(Information shown Opens)

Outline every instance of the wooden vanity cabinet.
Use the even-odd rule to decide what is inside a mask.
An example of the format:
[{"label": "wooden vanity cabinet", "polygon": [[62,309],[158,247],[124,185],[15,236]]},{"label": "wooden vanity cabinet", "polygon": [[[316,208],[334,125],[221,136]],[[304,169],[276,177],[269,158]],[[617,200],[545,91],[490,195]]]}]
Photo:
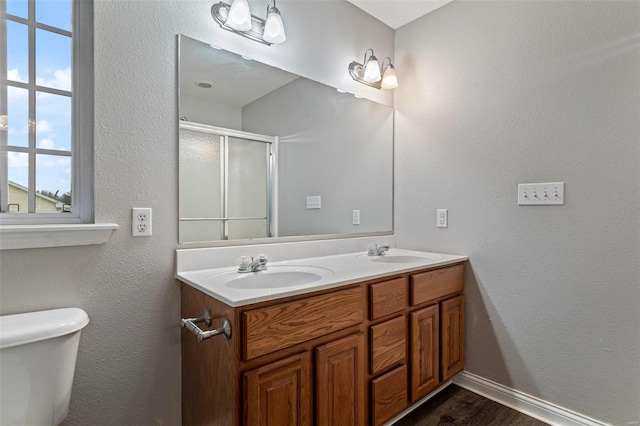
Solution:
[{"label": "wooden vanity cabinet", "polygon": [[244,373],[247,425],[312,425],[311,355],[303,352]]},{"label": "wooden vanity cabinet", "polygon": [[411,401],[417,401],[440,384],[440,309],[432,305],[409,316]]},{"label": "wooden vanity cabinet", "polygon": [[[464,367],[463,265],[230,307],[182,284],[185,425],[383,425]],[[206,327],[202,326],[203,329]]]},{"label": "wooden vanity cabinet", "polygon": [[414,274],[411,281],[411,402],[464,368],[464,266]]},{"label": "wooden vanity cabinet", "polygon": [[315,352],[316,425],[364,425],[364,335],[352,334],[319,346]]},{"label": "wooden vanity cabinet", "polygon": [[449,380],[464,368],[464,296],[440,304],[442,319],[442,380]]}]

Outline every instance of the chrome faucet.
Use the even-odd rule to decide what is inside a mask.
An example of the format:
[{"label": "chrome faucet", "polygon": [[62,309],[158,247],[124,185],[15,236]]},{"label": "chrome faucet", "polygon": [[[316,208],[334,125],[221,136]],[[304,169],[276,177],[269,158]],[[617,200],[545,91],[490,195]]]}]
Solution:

(Information shown Closes)

→ **Work order**:
Each line of the data that holds the word "Outline" should be copied.

→ **Solution**:
Outline every instance of the wooden vanity cabinet.
Outline every instance of the chrome faucet.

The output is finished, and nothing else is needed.